◆ Task item
Whenever a line contains the string "below", copy it out of the entries.

Dataset entries:
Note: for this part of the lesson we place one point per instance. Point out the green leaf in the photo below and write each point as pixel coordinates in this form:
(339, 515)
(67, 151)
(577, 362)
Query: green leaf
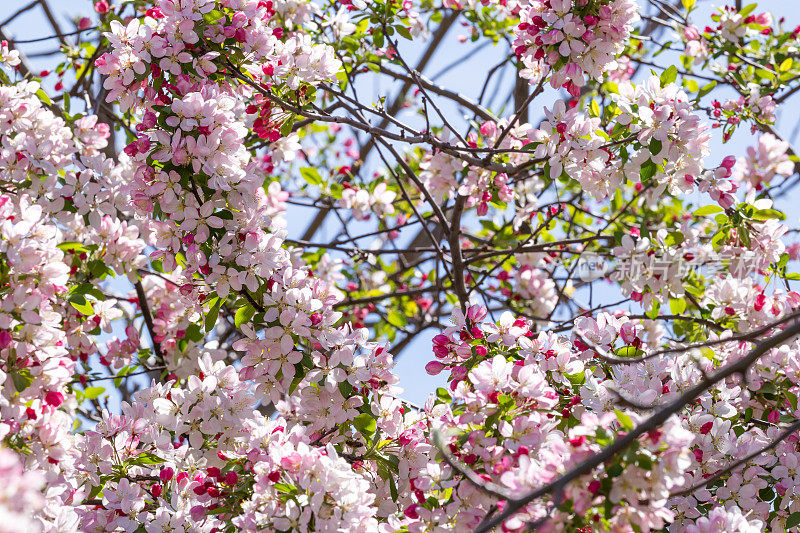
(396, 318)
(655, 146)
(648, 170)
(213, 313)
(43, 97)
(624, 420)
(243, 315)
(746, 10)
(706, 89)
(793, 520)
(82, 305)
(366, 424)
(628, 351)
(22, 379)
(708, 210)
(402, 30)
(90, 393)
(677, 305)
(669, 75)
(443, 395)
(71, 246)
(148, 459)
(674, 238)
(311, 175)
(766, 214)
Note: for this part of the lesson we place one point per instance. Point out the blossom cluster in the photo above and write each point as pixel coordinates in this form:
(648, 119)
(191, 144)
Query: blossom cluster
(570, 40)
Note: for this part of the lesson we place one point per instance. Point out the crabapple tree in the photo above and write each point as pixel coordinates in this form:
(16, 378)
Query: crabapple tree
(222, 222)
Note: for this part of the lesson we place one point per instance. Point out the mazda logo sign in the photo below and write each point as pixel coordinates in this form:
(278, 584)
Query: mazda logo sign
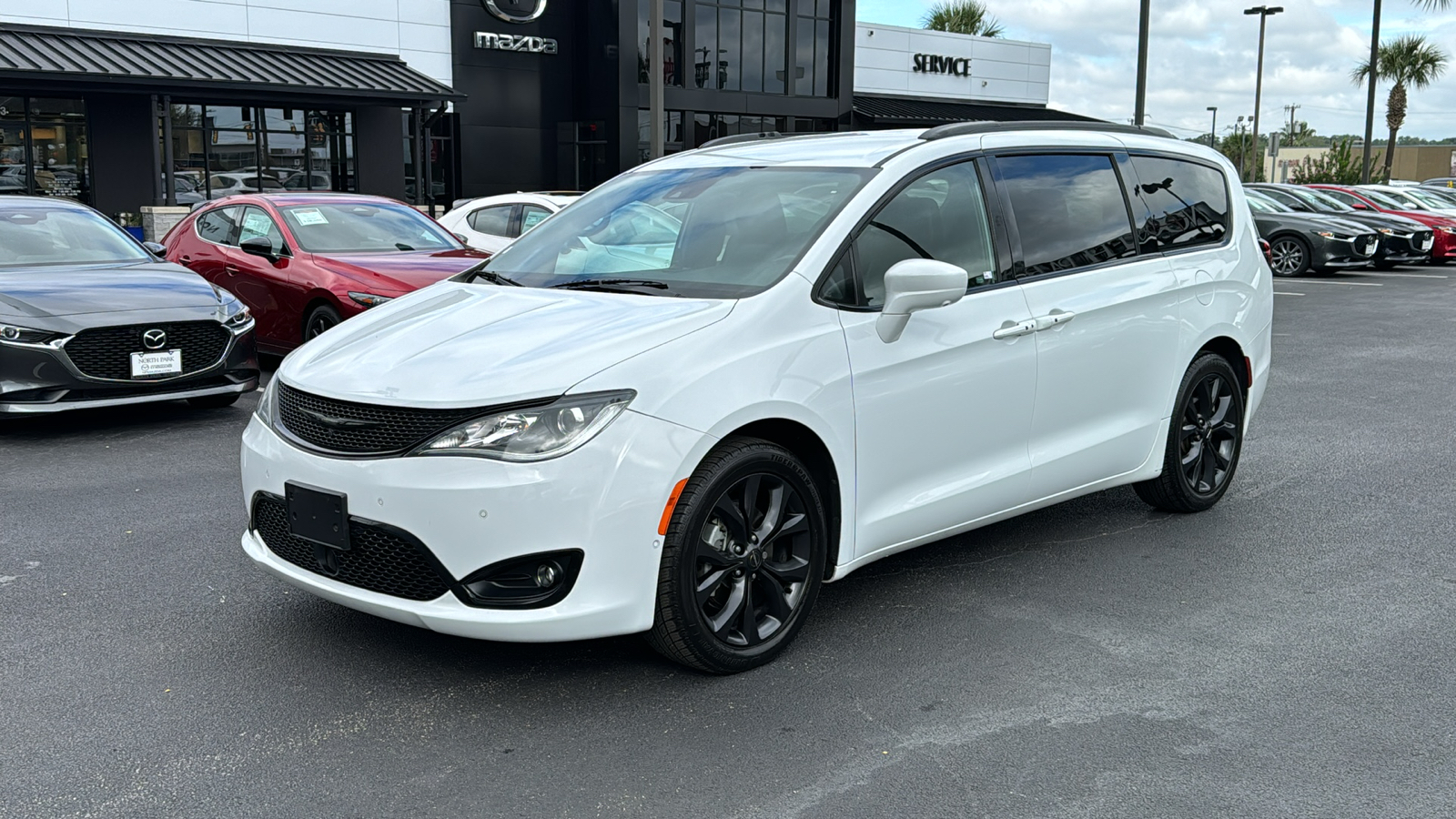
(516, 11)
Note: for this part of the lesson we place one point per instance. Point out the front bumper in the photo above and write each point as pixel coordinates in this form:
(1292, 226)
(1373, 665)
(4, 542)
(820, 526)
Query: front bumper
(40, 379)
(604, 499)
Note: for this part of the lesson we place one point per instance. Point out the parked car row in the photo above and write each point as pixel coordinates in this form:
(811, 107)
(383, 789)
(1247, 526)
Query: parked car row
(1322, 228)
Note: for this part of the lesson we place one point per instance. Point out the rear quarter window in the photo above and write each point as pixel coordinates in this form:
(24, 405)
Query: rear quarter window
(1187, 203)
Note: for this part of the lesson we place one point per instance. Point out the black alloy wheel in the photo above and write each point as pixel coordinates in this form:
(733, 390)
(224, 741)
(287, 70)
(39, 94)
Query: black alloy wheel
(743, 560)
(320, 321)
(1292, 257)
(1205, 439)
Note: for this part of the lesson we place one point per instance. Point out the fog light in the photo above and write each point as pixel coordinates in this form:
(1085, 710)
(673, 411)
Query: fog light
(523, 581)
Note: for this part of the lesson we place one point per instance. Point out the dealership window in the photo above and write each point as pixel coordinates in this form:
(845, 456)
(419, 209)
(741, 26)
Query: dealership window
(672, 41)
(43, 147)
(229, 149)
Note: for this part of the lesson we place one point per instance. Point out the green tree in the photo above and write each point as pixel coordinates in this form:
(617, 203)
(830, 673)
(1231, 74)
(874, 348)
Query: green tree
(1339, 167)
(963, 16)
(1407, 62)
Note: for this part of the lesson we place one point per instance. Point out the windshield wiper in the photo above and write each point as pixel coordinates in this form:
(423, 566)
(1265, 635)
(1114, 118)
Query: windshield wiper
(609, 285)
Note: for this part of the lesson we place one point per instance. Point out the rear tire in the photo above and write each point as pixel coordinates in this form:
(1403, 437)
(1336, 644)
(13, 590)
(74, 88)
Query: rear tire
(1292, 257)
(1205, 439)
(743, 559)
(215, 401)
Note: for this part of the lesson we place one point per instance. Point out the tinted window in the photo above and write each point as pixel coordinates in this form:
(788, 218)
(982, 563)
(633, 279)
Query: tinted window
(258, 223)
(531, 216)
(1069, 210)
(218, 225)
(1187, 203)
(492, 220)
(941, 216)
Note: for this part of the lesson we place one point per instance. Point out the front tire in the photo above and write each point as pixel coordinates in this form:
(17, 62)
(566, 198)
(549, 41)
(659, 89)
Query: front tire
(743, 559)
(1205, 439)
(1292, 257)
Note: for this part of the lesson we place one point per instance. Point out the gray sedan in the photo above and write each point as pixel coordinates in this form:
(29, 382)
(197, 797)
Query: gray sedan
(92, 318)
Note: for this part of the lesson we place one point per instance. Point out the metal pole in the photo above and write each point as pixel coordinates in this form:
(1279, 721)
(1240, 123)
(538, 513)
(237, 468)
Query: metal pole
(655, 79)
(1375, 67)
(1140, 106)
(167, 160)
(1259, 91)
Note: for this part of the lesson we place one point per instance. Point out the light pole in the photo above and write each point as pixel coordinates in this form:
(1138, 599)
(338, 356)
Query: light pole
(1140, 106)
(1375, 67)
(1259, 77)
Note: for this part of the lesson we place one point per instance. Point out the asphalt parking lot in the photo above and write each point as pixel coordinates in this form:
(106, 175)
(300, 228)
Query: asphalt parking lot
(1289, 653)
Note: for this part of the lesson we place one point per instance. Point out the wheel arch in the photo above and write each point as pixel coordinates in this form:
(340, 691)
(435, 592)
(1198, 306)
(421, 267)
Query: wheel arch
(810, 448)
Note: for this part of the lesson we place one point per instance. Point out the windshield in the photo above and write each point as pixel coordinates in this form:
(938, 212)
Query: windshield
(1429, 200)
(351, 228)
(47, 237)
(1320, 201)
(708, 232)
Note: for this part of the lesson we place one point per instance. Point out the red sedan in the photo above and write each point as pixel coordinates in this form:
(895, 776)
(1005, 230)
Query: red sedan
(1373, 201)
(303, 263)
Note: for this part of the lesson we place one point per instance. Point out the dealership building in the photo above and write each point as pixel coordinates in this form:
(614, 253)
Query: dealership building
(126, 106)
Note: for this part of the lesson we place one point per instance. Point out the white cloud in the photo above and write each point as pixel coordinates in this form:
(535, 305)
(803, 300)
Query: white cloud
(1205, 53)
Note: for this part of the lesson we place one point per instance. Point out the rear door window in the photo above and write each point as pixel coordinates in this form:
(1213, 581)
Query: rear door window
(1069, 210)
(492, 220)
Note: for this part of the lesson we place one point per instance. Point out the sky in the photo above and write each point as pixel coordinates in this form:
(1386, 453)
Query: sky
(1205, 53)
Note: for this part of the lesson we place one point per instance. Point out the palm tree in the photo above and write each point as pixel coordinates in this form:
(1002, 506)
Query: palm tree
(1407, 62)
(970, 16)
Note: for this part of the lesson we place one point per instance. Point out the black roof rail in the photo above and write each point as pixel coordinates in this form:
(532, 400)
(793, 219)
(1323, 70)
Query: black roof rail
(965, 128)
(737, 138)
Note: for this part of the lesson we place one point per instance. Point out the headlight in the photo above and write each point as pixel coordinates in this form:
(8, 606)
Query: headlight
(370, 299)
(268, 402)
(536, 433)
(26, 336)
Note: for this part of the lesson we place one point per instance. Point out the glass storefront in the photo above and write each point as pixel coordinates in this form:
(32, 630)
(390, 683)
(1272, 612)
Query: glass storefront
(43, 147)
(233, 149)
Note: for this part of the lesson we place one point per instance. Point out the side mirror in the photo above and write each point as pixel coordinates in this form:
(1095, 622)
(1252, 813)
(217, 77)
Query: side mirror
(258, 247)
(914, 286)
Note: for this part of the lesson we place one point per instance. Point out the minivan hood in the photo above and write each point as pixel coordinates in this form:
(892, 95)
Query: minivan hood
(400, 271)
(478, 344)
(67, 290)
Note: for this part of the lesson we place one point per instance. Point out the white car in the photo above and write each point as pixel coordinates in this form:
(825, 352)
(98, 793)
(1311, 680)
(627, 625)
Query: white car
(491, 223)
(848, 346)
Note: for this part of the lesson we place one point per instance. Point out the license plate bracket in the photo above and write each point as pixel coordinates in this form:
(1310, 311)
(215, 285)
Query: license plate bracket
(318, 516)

◆ Answer to the exercise
Note: for this part of the lesson we place one point per instance. Point out the green leaf in the photo below and write each point as pixel coordinates in this form:
Note: for this part of the lesson we place one point per instance. Point out the mazda logo sign in the photo below and write each point as pixel coordinates in this form:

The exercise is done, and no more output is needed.